## Records supplied:

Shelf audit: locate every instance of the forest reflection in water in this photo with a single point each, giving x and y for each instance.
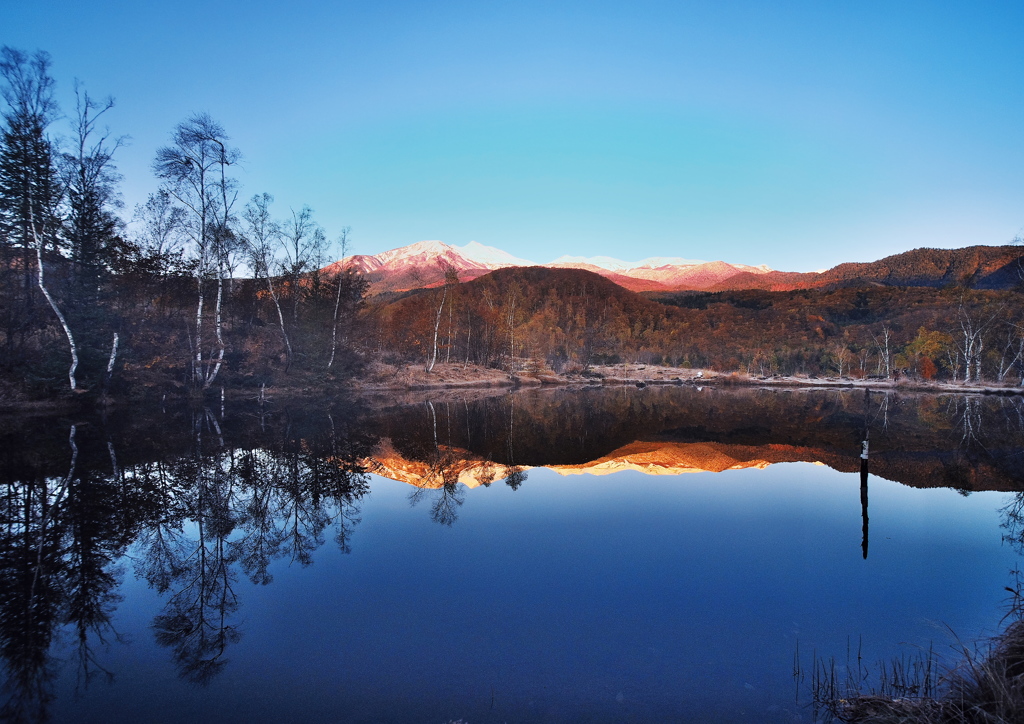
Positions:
(195, 502)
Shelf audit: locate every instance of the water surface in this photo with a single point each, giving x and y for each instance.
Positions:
(570, 555)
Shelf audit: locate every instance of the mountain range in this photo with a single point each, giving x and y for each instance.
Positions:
(422, 265)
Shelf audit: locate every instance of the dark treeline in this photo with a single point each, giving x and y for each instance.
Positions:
(201, 290)
(573, 318)
(90, 301)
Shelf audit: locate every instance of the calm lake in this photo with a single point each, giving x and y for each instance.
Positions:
(567, 555)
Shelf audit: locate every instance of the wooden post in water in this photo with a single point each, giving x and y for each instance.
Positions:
(863, 480)
(863, 498)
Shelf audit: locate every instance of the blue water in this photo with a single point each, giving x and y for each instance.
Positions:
(584, 598)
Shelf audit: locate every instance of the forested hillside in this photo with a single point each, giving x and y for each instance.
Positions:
(559, 317)
(202, 290)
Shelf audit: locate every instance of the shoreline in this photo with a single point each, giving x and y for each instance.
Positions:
(414, 378)
(382, 379)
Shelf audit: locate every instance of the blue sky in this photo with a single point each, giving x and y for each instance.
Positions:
(794, 134)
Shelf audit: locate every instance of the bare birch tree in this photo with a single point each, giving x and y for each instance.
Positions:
(194, 169)
(262, 237)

## Your task:
Write out the lines above again, starting at the one containing "Shelf audit: locate every instance of the calm" and ending at the last line, with the requests included. Scale every x and y coordinate in the answers by 1.45, rounding to whole numbers with halves going up.

## Right answer:
Shelf audit: locate every instance of the calm lake in this photo with a single point each, giving x and y for each instance.
Positions:
(822, 805)
Shelf audit: locate every instance of the wooden post in water in this photo with a single point each, giving x and y for each instance.
Positions:
(1251, 696)
(1251, 722)
Shelf audit: locate every instance of the blue water in this photo with a single point each, giving x and y for each instance.
Positions:
(847, 867)
Shelf audit: locate every instance of the forested hillside in this photo with a single point each, giving x and y for each instance.
Positions:
(811, 460)
(293, 421)
Shelf audit: locate every instance of the shoreline in this photo with a single point each, giving x and y for each instance.
Positions:
(600, 548)
(554, 550)
Shelf audit: locate every instance of the blue sky in this photo with a single point each, giving x and y for each instance.
Positions:
(1151, 194)
Shelf audit: locate every instance of the bare birch tree in this photo with a single point each, giving x and y for each instance.
Positions:
(281, 245)
(380, 344)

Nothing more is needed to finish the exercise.